**DOCUMENT EXTRACT:**
** START **

Cannibal! The Musical (originally known as Alferd Packer: The Musical) is a 1993 American black comedy musical film directed, written, produced, co-scored by and starring Trey Parker in his directorial debut while studying at the University of Colorado at Boulder, before reaching fame with South Park alongside his friend Matt Stone who also stars in and produced the film. It is loosely based on the true story of Alfred Packer and the sordid details of the trip from Utah to Colorado that left his five fellow travelers dead and partially eaten. Trey Parker (credited as Juan Schwartz) stars as Alferd Packer, with frequent collaborators Stone, Dian Bachar, and others playing the supporting roles.

A live staged version was performed at Sierra College, in Rocklin, California, in May 1998. It was followed by Dad's Garage Theater, Atlanta Georgia, in the fall of 1998. The Dad's Garage version is highlighted in the special features of Troma's DVD release of the movie. The show has continued to find small theaters and audiences across America and beyond for many years. In 2001, a production was staged Off-Broadway at the Kraine Theater on East 4th Street in New York.

A large-scale stage production was produced by The Rival Theatre Company at the 2008 Edinburgh Festival Fringe. It featured West End performers. It was executive produced by Jason McHugh and directed by Frazer Brown.

In 2011, producer Jason McHugh released a book titled Shpadoinkle: The Making of Cannibal! The Musical which chronicles all aspects of the creation and continuation of the Cannibal! The Musical cult phenomenon.

Plot

The film begins with a reenactment of the gruesome act of cannibalism described by the prosecuting attorney during Alferd Packer's 1883 trial. During this sensationalized account, a haggard Packer repeatedly insists that was not how it happened. During a break in the trial, Packer is enticed by journalist Polly Pry to tell his side of the story, which he proceeds to do, via flashback. He opens his tale with better times, galloping freely over green fields on his trusty horse Liane.

** END **

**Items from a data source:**

** START **

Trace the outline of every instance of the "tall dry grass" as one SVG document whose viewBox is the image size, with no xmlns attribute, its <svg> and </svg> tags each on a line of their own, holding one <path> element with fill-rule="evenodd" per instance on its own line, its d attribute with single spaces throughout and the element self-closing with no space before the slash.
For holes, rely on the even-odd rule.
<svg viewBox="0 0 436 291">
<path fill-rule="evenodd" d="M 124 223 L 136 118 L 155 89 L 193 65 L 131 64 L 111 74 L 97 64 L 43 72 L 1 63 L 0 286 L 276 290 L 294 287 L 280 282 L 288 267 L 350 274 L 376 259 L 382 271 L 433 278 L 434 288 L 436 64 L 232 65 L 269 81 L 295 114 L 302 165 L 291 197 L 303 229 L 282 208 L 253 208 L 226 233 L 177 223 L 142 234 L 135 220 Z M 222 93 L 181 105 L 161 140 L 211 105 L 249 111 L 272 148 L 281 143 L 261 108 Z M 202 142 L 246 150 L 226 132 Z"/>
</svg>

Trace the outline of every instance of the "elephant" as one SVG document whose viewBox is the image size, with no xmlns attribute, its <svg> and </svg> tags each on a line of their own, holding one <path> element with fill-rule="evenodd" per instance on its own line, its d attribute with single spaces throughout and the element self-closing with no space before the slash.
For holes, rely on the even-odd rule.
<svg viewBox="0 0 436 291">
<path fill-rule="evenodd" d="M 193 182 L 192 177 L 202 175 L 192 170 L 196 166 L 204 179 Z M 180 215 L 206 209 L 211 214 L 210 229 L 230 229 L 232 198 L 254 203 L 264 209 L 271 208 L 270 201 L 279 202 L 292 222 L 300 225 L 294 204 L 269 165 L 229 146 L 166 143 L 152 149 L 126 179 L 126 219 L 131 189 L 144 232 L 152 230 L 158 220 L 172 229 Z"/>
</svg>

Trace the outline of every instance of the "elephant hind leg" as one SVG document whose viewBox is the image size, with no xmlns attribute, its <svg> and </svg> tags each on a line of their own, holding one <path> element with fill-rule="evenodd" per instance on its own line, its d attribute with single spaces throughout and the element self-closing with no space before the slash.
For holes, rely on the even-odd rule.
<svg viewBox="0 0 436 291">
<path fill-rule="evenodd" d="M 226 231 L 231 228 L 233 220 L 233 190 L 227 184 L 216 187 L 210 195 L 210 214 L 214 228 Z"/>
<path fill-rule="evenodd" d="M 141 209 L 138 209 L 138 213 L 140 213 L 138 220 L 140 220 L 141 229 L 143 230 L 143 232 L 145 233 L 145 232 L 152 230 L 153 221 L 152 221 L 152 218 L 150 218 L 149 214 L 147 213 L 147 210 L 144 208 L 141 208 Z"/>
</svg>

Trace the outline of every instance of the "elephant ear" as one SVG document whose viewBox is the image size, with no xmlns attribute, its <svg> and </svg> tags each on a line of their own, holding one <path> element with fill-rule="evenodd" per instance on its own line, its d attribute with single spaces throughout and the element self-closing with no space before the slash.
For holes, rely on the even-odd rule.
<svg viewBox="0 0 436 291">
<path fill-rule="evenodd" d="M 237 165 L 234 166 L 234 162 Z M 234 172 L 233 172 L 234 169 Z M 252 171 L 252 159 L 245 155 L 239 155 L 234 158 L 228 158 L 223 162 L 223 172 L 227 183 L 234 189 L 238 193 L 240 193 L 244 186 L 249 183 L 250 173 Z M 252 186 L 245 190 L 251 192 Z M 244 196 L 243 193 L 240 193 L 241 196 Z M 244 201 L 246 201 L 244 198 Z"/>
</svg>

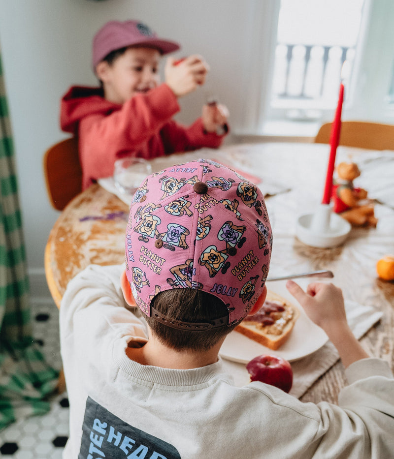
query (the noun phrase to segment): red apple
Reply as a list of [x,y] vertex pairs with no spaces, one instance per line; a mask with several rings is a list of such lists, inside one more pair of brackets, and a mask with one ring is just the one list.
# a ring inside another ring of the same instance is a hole
[[290,364],[282,357],[275,355],[259,355],[246,366],[251,381],[262,382],[279,387],[289,392],[293,384],[293,370]]

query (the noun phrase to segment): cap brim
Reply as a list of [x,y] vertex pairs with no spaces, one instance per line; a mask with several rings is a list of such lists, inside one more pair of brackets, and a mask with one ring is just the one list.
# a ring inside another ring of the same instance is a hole
[[[166,40],[160,40],[157,38],[145,39],[140,42],[133,43],[131,46],[137,46],[139,45],[152,47],[157,48],[162,54],[168,54],[173,53],[180,49],[180,46],[175,41],[168,41]],[[127,45],[126,45],[127,46]]]

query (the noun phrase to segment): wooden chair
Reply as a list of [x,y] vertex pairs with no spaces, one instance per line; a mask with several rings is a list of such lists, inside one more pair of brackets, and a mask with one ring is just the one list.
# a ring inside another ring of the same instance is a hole
[[[322,124],[315,143],[329,143],[332,123]],[[366,121],[343,121],[339,145],[368,150],[394,150],[394,125]]]
[[44,155],[43,166],[51,204],[62,211],[82,189],[78,139],[70,137],[49,148]]

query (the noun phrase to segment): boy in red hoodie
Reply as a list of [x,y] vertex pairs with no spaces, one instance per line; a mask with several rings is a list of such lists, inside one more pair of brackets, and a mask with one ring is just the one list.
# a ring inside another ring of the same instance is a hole
[[161,57],[179,45],[136,21],[107,23],[93,40],[93,67],[100,87],[71,87],[62,99],[63,130],[79,138],[82,188],[113,173],[116,159],[149,159],[203,147],[217,148],[228,131],[227,108],[212,103],[186,127],[171,119],[178,98],[205,82],[199,56],[169,58],[160,84]]

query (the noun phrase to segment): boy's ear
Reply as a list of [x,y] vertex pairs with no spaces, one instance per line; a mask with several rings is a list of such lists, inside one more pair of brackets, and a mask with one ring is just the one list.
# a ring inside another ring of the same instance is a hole
[[120,284],[122,287],[122,291],[123,292],[123,296],[126,303],[130,306],[136,306],[135,300],[131,293],[131,287],[130,286],[130,283],[126,275],[126,272],[123,271],[120,278]]
[[106,61],[101,61],[96,66],[96,73],[101,81],[105,81],[108,74],[109,64]]
[[261,295],[257,299],[257,301],[252,306],[252,309],[249,311],[248,315],[254,315],[260,309],[260,308],[264,304],[265,298],[267,296],[267,287],[264,285]]

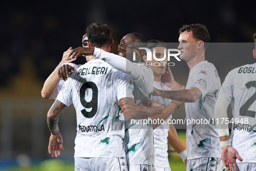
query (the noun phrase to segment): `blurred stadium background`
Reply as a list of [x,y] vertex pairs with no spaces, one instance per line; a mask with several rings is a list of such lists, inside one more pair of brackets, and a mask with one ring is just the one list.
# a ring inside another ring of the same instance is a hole
[[[70,47],[81,46],[86,28],[106,23],[112,31],[116,53],[120,40],[137,32],[148,40],[177,42],[184,24],[206,25],[211,42],[240,43],[234,55],[223,48],[206,51],[221,82],[233,68],[255,63],[252,38],[256,31],[255,1],[12,1],[0,10],[0,171],[71,171],[76,132],[75,110],[71,106],[60,117],[65,150],[58,158],[48,153],[50,132],[46,114],[54,100],[43,99],[43,83]],[[251,42],[246,44],[246,42]],[[230,44],[228,44],[230,45]],[[214,45],[215,46],[215,45]],[[227,48],[228,47],[227,47]],[[213,55],[214,54],[214,55]],[[79,57],[75,63],[86,62]],[[171,68],[177,81],[185,85],[189,69],[184,61]],[[230,116],[230,112],[229,114]],[[173,115],[185,118],[184,106]],[[184,127],[175,125],[185,145]],[[169,147],[170,151],[172,149]],[[173,171],[185,171],[178,154],[170,153]]]

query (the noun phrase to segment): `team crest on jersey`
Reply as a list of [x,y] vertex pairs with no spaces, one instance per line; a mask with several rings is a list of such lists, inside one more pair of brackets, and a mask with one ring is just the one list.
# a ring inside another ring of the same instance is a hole
[[133,81],[132,80],[130,79],[130,81],[129,81],[129,83],[128,84],[128,89],[131,89],[131,90],[133,90]]
[[62,87],[62,90],[61,90],[61,91],[63,91],[63,90],[64,90],[64,89],[65,88],[65,85],[63,85],[63,86]]
[[198,79],[195,82],[195,84],[199,84],[202,86],[204,88],[207,88],[207,83],[206,81],[203,78]]
[[201,71],[201,72],[199,72],[199,73],[198,74],[200,74],[200,73],[205,74],[205,75],[207,75],[207,74],[206,74],[206,72],[205,72],[205,71],[203,71],[203,70],[202,70],[202,71]]

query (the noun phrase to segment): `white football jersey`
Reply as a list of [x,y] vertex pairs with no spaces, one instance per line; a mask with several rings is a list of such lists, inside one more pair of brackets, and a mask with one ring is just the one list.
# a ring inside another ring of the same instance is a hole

** END **

**LIST OF TASKS:**
A) List every year mentioned in the passage about Cannibal! The Musical, in chronological order.
B) Collect every line of the entries that contains the string "jersey", treating uppercase and lowercase as different.
The passage and the entries are unrelated to each other.

**ANSWER LIST:**
A) 1883, 1993, 1998, 2001, 2008, 2011

B)
query (the noun phrase to segment): `team crest on jersey`
query (the noun phrase to segment): `white football jersey`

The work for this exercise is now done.